**THE TASK**
Keeping every line intact, repeat the data word for word.

Dataset entries:
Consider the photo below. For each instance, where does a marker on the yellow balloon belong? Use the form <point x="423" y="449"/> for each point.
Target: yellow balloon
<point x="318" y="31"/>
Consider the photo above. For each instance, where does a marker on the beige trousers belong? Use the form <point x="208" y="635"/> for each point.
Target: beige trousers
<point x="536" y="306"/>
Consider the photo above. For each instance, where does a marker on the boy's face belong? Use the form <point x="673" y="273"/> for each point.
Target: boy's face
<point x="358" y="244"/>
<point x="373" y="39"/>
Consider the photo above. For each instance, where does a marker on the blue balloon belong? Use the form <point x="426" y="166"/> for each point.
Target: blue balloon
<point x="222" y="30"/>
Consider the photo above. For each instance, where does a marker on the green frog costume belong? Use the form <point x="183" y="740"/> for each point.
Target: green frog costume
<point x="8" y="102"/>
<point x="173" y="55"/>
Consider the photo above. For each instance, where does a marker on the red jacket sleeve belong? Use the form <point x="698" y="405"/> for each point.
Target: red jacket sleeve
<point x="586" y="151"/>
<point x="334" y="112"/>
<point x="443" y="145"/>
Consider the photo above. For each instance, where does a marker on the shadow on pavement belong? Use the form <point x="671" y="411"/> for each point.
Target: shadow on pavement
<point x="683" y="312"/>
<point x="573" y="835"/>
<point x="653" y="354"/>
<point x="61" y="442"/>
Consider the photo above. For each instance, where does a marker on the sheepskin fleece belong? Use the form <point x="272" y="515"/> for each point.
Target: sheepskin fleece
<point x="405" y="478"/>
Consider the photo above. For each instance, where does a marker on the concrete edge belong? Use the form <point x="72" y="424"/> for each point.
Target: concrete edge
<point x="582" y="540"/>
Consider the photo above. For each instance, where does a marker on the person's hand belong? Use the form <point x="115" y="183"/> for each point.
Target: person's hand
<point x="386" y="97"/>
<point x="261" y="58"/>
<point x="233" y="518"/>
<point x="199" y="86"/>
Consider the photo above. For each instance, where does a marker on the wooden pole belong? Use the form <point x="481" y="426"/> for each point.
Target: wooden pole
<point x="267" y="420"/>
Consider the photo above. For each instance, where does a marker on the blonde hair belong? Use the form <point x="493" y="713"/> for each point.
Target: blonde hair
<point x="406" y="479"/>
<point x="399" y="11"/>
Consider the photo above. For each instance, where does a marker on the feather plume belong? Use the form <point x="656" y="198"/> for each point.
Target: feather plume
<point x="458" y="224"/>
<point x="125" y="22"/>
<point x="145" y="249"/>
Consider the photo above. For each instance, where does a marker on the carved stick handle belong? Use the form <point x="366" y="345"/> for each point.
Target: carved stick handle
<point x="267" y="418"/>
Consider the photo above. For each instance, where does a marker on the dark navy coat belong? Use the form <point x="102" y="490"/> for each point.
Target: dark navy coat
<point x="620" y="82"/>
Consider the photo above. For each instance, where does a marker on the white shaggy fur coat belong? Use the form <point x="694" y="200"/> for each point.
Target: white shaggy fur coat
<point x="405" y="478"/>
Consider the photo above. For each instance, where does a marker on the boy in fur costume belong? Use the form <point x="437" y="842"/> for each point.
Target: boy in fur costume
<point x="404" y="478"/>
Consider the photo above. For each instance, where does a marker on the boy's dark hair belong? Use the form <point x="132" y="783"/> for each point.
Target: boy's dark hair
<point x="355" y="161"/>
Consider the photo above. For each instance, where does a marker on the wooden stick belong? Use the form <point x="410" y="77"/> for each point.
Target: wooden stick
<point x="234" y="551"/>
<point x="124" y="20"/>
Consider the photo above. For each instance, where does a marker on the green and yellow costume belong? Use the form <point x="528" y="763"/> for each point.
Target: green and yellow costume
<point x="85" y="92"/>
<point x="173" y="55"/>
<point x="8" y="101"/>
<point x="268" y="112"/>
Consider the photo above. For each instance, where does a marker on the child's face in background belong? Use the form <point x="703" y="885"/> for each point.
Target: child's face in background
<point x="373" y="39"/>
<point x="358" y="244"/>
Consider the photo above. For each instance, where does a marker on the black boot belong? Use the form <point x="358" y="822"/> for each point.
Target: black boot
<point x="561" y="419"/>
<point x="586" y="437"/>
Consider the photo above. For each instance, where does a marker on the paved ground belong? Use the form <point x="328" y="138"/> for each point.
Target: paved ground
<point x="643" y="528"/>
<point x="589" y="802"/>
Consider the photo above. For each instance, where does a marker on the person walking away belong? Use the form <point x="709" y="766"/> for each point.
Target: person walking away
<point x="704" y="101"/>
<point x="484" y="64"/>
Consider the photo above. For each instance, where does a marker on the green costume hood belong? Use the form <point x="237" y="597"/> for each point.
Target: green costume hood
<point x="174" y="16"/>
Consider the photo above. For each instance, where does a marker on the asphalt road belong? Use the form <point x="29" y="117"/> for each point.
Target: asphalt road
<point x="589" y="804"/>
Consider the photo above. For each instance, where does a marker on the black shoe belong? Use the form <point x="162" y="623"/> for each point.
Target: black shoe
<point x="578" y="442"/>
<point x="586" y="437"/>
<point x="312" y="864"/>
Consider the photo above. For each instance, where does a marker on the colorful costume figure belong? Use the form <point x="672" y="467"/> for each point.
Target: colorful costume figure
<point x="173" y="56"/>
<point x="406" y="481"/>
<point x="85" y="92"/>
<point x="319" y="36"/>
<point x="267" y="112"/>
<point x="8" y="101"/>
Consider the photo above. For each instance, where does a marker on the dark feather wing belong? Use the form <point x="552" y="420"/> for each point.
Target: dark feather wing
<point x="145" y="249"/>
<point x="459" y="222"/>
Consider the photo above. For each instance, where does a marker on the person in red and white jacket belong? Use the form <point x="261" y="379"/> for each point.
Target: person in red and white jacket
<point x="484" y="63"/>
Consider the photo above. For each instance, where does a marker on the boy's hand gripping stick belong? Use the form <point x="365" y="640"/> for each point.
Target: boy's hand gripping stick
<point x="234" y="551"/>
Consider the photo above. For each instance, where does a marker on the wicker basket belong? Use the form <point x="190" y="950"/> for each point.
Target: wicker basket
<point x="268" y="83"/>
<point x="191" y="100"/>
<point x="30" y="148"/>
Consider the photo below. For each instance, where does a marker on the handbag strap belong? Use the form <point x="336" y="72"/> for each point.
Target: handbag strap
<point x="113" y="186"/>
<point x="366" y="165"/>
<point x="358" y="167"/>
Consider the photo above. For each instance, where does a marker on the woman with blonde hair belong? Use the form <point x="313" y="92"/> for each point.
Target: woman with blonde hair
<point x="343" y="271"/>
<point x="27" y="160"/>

**ANSWER BOX**
Consider the photo below. For each instance, where does a marker on the yellow balloon belong? Use the form <point x="423" y="449"/> for each point.
Target: yellow balloon
<point x="318" y="31"/>
Consider the photo above. For each instance, where does a marker on the beige trousers belong? Use the form <point x="208" y="635"/> for each point.
Target: beige trousers
<point x="536" y="306"/>
Consider the photo above. For each instance, where does a marker on the boy's face belong? Use the form <point x="673" y="273"/> for each point.
Target: boy's face
<point x="358" y="244"/>
<point x="373" y="39"/>
Consider the photo above. For each instance, where does a marker on the blue balloon belong? Use the form <point x="426" y="166"/> for each point.
Target: blue balloon
<point x="222" y="30"/>
Consider the photo above. For each instance, where does a marker on the green frog costume belong? Use the form <point x="183" y="740"/> for each point.
Target: green frog costume
<point x="8" y="102"/>
<point x="173" y="55"/>
Consider the photo above. For each instance, where does a marker on the red jacket sleeve belong? Use the form <point x="698" y="405"/> for each point.
Target: red jacket sleeve
<point x="586" y="151"/>
<point x="334" y="112"/>
<point x="443" y="145"/>
Consider the photo above. For each instance, where does a marker on the shadow on pavement belong? Use the form <point x="671" y="411"/> for each point.
Target: shadow on pavement
<point x="683" y="312"/>
<point x="573" y="835"/>
<point x="653" y="354"/>
<point x="61" y="442"/>
Consider the photo above. For each instance, where does a marker on the sheepskin fleece belong? Use the form <point x="272" y="515"/> for each point.
Target: sheepskin fleece
<point x="405" y="478"/>
Consider the photo above. For each instance, where does a marker on the concrete edge belong? Use the form <point x="72" y="424"/> for each point.
Target: concrete edge
<point x="582" y="540"/>
Consider the photo above. For each instance, where does a marker on the person's hand belong? Use the form <point x="115" y="183"/> for each point.
Target: person's hand
<point x="386" y="97"/>
<point x="261" y="58"/>
<point x="233" y="518"/>
<point x="199" y="86"/>
Consider the photo above. For each instance, where does a marker on the wooden pole belong? Use the form <point x="481" y="426"/> for each point.
Target: wooden pole
<point x="267" y="420"/>
Consider the photo above. For each instance, where does a marker on the blonde hair belong? Use the form <point x="493" y="713"/> for each point.
Target: blonde hair
<point x="406" y="479"/>
<point x="399" y="11"/>
Consider the photo above. For each instance, where does a marker on the feather plume belong? Use the form <point x="656" y="198"/> for each point.
Target: feather plume
<point x="458" y="224"/>
<point x="125" y="22"/>
<point x="145" y="249"/>
Consider the photo above. For each instance, where does a marker on the carved stick handle belong? Use the form <point x="366" y="345"/> for each point.
Target: carved stick handle
<point x="267" y="418"/>
Consider the photo above. For each instance, where does a marker on the dark navy coat belong? Use the form <point x="102" y="490"/> for each point.
Target: dark navy coat
<point x="620" y="82"/>
Consider the photo above. For each instance, where does a marker on the white shaggy fur coat belong? Use the form <point x="694" y="200"/> for each point.
Target: white shaggy fur coat
<point x="405" y="478"/>
Consider the photo above. For each instance, where does a marker on the boy in fur costume belong? Use the form <point x="437" y="842"/> for each point.
Target: boy in fur costume
<point x="404" y="478"/>
Consider the photo above. For each instance, where does a marker on the boy's dark hair belong? Use the form <point x="132" y="783"/> for each point.
Target: boy's dark hair
<point x="355" y="161"/>
Consider the photo above. For each instance, where does a marker on the wooden stick belong? Use the form <point x="410" y="77"/> for each point.
Target: wooden stick
<point x="234" y="551"/>
<point x="124" y="20"/>
Consider the photo above. For each instance, where does a marker on the green and yellow costume belong? Use the form <point x="528" y="763"/> for each point.
Target: green and yellow costume
<point x="85" y="92"/>
<point x="173" y="55"/>
<point x="8" y="101"/>
<point x="268" y="112"/>
Consider the photo above. For each instance, where does a marker on the child's face in background belong? Use the form <point x="703" y="885"/> for each point.
Target: child's face in background
<point x="373" y="39"/>
<point x="358" y="244"/>
Consider the photo above. For each instance, where does a marker on the black boot belong? Use the form <point x="358" y="822"/> for each point.
Target: black boot
<point x="561" y="419"/>
<point x="586" y="437"/>
Consider the photo above. For each instance, where does a marker on the paved ground belong? Use the form <point x="328" y="138"/> for each point.
Target: paved ground
<point x="643" y="528"/>
<point x="589" y="802"/>
Consider the photo above. For each instance, where does a marker on the person walking away belong? Use the form <point x="709" y="766"/> for each point.
Target: person walking away
<point x="704" y="101"/>
<point x="484" y="64"/>
Consider the photo above. For each instance, where does a marker on the green costume hood belong? Use the form <point x="237" y="597"/> for each point.
Target: green costume hood
<point x="174" y="16"/>
Consider the photo above. For each instance, where does a marker on the asphalt road belong? Use the form <point x="29" y="117"/> for each point.
Target: asphalt road
<point x="589" y="804"/>
Consider the photo above. For each instance, where does a marker on the black shoe belong? Use the form <point x="162" y="623"/> for each point.
Target: black shoe
<point x="578" y="442"/>
<point x="586" y="437"/>
<point x="312" y="864"/>
Consider the photo above. For each instance, where does a marker on the colorful costume figure belong? Use the form <point x="672" y="467"/> for each point.
Target: colorful costume figure
<point x="173" y="56"/>
<point x="406" y="481"/>
<point x="85" y="92"/>
<point x="319" y="36"/>
<point x="267" y="112"/>
<point x="8" y="101"/>
Consider the photo above. For each instance, where does a marker on the dark feather wing belong? Use the form <point x="552" y="420"/> for each point.
Target: dark feather wing
<point x="145" y="249"/>
<point x="459" y="222"/>
Consider the photo above. For each instance, where does a marker on the person in red and white jacket belong? Use the form <point x="261" y="379"/> for each point.
Target: person in red and white jacket
<point x="484" y="63"/>
Consider the photo above. For each instance, where does a marker on the boy's hand gripping stick belong? Use the form <point x="365" y="640"/> for each point.
Target: boy's hand gripping stick
<point x="234" y="551"/>
Consider the photo above. For each instance, where does a marker on the wicker basket belong? Use the form <point x="190" y="950"/> for each point.
Target: wicker basket
<point x="268" y="83"/>
<point x="191" y="100"/>
<point x="30" y="148"/>
Consider the photo below. For each instance, where does a marker on the handbag strap belong? Use the form <point x="336" y="72"/> for each point.
Target: handbag strap
<point x="113" y="186"/>
<point x="366" y="165"/>
<point x="358" y="167"/>
Consider the photo above. For each instance, where does a marker on the woman with blonde hair belong? Use the form <point x="313" y="92"/> for each point.
Target: woman with blonde hair
<point x="343" y="271"/>
<point x="27" y="160"/>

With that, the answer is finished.